Di Andrea Persi
Roberto Begnini ci ha insegnato che un medico che aiuta un internato solo perché risolva per lui uno stupido indovinello è spaventosa quanto uno psicopatico comandante delle SS che si diverte a sparare a inermi prigionieri dal terrazzo di casa, ma nel 1972 una narrazione della Shoah che includesse anche momenti ironici o leggeri era inconcepibile e per questo una delle opere forse più creative dell’epoca e penultimo film diretto dal comico di origine ebree Joseph Levitch, meglio noto come Jerry Lewis, è diventata anche per la successiva volontà del suo autore che lo ha definito “tremendo” uno dei tanti film perduti della storia del Cinema.
La pellicola racconta dell’immaginario clown tedesco Helmut Dorque viene rinchiuso in campo di concentramento per aver deriso la Germania e il Führer e che verrà costretto dietro la lusinga della libertà, a usare il proprio talento comico per divertire i bambini ebrei destinati alle camere a gas.
Un interessante binomio, come si vede, tra la farsa più spontanea dell’umorismo clownesco e la tragedia nella sua forma più cruda (l’uccisione in massa di bambini) che, in effetti, non entusiasmò nemmeno i pochi che lo videro come l’attore comico Harry Shearer (doppiatore, oltre che di tanti altri, anche del personaggio del clown ebreo Krusty ne I Simpson) il quale disse: “come in molte di queste opere, le premesse, o il concetto, sono migliori del risultato finale stesso. Ma vedere il film è stata veramente un’esperienza terrificante. Il film è così drammaticamente sbagliato, il pathos e la commedia vengono così malamente mescolati da essere totalmente fuori luogo, l’unica cosa che si può affermare vedendo il film è: Oh Mio Dio”

● **Record estratti**:
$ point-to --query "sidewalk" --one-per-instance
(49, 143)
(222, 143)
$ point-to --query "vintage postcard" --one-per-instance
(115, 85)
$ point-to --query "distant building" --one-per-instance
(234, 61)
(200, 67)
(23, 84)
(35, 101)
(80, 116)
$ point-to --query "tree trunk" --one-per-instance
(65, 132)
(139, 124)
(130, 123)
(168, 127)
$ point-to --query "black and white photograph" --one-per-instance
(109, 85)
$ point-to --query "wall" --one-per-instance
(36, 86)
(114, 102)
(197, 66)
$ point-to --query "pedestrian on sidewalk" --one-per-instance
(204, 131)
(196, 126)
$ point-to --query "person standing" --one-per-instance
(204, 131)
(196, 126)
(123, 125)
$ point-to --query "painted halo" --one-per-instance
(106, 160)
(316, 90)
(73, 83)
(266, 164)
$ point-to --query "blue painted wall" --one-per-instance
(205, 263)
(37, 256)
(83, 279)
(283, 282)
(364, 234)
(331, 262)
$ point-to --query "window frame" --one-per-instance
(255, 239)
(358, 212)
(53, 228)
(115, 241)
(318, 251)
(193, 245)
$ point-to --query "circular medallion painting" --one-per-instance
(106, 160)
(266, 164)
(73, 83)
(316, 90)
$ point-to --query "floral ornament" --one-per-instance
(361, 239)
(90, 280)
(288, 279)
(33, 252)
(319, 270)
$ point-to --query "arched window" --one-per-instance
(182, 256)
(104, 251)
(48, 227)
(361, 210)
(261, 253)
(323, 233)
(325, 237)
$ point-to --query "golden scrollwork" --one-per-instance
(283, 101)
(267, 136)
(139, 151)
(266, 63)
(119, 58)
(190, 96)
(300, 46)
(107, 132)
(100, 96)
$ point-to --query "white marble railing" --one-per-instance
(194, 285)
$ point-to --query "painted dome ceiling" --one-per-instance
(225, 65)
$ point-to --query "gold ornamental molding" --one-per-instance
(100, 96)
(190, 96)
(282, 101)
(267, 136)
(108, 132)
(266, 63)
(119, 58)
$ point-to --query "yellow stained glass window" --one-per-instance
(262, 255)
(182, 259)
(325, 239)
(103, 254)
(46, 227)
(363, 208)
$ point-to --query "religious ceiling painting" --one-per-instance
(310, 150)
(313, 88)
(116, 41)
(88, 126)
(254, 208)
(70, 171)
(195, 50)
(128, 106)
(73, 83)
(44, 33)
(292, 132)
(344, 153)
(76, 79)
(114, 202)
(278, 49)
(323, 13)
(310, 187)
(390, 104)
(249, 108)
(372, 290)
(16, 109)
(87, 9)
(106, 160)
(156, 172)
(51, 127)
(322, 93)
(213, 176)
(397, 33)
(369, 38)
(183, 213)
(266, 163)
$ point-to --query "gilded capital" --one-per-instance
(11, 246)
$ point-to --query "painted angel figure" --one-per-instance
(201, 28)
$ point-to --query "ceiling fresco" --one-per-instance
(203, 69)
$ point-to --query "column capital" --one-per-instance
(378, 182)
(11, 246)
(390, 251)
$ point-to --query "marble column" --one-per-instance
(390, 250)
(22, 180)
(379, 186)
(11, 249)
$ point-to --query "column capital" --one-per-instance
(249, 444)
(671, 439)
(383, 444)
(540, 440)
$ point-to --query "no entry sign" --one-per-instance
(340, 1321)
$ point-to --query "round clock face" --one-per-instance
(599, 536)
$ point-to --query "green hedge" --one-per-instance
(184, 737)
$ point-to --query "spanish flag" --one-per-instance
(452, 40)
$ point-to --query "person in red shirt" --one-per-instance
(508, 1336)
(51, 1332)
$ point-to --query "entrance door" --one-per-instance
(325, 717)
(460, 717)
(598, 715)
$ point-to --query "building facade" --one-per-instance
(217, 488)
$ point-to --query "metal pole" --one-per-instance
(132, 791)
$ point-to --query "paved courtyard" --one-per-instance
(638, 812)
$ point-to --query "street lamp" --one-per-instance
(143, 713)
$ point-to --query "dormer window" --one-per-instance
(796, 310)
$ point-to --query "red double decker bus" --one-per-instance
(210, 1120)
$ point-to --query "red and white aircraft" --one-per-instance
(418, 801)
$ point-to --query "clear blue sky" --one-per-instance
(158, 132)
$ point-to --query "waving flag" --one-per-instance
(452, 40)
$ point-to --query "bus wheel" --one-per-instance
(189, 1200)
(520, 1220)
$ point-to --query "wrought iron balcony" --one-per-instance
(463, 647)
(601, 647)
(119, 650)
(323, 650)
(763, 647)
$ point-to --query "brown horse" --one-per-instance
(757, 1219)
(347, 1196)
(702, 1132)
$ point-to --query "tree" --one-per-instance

● **Da svolgere**:
1/ Elenca tutte le persone reali che il testo sul film di Jerry Lewis nomina con nome e cognome, senza i personaggi immaginari.
2/ Prosegui il testo sul film di Jerry Lewis a partire dal punto in cui si interrompe.

● **Risultati attesi**:
1/
Andrea Persi
Roberto Begnini
Joseph Levitch, noto come Jerry Lewis
Harry Shearer

2/
Esagerazioni o meno, certo è che Lewis ha conservato il montaggio provvisorio su una vhs chiusa in cassaforte e non ha mai voluto raccontare dove fossero i negativi del film di cui ci resta soltanto un documentario tedesco del 2016 di circa due ore (più della durata presunta del film), intitolato Der Clown contenente interviste, materiale di repertorio e la ricostruzione di scene tratte dal copione.
Il mito forse un giorno uscirà dall’oblio e comparirà in qualche festival o in rete quello che è certo è la tremenda realtà a cui è ispirato non dovrà mai essere dimenticata.